Selected extract:

Adi shares how to maximise 48 hours of eating on the ultimate French foodie weekend in Paris, France. Check out her picks for the best restaurants in Paris as well as great food markets and plenty of French cuisine!
When you’re planning a trip to Paris, you’re more likely to put classics like the Eiffel Tower, the Louvre, and Notre-Dame Cathedral on your travel bucket list. However, after visiting Paris a few times already, my husband and I were more interested in experiencing a different aspect of Paris – the food.
French gastronomy was added to the world’s intangible heritage list by UNESCO, and Paris is the perfect place to discover it!
With Michelin-starred fine-dining restaurants, numerous workshops to learn cooking tips from top chefs, and a buzzing street food scene with food trucks and markets, Paris is a food-lovers paradise, with something to suit all budgets and tastes.
Because we didn’t travel with our kids, we saved enough money to let the Parisian food scene be our playground. We were able to indulge in a way we could not if our children were along. If you’ve ever travelled with kids, you’ll know, most of the time; you choose a restaurant based on their palate, so everybody is satisfied.
For this trip, we took the bullet train, as it was the most affordable option. We booked three months in advance.
At the time, flying was expensive, and driving is just not an option due to the high prices of tolls, each way, and the nightmarish traffic of Paris. Besides, who doesn’t want to sit, relax, and enjoy a glass of bubbly while travelling at 320km/h?
Because we took the train and our destination was Paris Est, I chose an apartment in the vicinity of the train station. [Use our link to save €35 on your first booking]
Accommodations in Paris come at a premium price, but I was lucky to find a perfectly located little apartment. It was small and clean and just right for our needs. I don’t believe in splurging on lodging, as it is only used to rest your head on a pillow after a day of wandering.
Cleanliness and a low price are the only things I care about, so we can keep our cash for play.

Written instruction 1: In the Paris food weekend post, how far in advance did the couple book their train?
Written instruction 2: Repeat the part of the Paris food weekend post between "At the time, flying" and "cash for play.", inclusive.
Written instruction 3: Translate this sentence from the Paris food weekend post into Spanish: "For this trip, we took the bullet train, as it was the most affordable option."

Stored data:

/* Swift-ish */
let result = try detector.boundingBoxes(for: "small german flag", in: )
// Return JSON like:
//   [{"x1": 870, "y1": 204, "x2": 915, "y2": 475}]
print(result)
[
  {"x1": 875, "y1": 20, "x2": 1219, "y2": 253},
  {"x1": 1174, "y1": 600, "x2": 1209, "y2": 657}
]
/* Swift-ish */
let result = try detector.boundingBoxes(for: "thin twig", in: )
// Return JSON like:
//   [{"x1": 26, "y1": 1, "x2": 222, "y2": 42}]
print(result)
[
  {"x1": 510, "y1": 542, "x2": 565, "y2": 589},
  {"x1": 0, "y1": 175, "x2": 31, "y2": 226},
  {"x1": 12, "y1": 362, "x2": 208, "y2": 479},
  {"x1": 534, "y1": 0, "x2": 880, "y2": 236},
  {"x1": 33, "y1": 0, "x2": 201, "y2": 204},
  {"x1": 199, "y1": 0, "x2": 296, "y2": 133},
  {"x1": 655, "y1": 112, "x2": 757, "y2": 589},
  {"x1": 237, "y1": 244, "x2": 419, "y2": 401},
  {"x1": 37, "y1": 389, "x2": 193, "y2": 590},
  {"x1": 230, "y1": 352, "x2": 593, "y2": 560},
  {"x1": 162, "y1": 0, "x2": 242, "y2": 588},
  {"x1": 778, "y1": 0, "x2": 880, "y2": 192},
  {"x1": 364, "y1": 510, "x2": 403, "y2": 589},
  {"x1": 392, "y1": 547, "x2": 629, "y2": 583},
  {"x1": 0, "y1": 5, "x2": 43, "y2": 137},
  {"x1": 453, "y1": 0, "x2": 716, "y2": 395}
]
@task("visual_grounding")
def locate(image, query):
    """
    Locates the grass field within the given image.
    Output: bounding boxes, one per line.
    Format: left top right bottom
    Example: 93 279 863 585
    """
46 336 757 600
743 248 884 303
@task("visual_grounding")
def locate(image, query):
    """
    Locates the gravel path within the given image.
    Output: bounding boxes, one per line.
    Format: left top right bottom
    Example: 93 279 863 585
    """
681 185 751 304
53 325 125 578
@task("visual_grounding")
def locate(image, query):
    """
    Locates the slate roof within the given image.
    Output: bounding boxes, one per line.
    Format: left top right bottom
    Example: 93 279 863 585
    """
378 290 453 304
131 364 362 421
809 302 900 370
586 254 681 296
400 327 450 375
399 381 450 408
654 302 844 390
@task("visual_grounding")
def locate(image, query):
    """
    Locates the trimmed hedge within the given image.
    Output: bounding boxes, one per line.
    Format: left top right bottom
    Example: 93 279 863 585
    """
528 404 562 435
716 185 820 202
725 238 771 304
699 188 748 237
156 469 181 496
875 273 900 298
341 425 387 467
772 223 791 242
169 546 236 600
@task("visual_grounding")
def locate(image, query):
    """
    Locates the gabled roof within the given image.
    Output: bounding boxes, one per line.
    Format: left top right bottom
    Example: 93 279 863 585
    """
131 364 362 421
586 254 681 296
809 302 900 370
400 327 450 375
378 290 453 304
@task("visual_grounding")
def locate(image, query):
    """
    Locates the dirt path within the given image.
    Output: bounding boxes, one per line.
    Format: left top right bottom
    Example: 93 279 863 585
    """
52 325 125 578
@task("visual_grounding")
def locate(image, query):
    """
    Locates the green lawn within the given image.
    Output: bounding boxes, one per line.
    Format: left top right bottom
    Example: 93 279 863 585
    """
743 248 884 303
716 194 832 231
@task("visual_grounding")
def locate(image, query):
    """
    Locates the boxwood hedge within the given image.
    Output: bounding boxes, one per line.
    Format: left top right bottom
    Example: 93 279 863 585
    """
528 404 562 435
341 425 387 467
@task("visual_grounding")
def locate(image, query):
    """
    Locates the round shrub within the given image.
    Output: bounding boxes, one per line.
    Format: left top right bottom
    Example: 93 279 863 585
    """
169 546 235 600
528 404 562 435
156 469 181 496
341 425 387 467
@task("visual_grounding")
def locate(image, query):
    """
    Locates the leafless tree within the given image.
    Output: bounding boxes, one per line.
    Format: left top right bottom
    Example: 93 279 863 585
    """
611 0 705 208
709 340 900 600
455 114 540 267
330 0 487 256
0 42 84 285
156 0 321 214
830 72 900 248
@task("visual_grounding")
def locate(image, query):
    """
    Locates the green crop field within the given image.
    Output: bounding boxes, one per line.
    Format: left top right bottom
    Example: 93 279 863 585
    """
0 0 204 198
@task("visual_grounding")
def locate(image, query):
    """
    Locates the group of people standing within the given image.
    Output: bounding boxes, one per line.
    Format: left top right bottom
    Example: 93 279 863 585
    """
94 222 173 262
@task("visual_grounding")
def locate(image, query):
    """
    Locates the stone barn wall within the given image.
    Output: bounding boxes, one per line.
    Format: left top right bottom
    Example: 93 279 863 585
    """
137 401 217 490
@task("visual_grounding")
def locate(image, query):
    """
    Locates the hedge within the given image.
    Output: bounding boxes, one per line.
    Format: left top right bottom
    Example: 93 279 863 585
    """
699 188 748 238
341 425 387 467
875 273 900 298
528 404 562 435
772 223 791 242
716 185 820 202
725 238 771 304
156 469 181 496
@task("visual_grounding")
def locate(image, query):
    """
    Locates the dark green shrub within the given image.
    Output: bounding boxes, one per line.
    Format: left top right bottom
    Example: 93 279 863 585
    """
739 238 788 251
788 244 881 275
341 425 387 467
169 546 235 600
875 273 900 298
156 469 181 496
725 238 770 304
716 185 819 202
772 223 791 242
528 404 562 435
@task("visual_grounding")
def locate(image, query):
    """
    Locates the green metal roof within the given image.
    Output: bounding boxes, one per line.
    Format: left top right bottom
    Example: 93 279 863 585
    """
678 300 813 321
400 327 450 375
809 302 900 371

Response 1: Three months in advance.

Response 2:
At the time, flying was expensive, and driving is just not an option due to the high prices of tolls, each way, and the nightmarish traffic of Paris. Besides, who doesn’t want to sit, relax, and enjoy a glass of bubbly while travelling at 320km/h?
Because we took the train and our destination was Paris Est, I chose an apartment in the vicinity of the train station. [Use our link to save €35 on your first booking]
Accommodations in Paris come at a premium price, but I was lucky to find a perfectly located little apartment. It was small and clean and just right for our needs. I don’t believe in splurging on lodging, as it is only used to rest your head on a pillow after a day of wandering.
Cleanliness and a low price are the only things I care about, so we can keep our cash for play.

Response 3: Para este viaje, tomamos el tren bala, ya que era la opción más económica.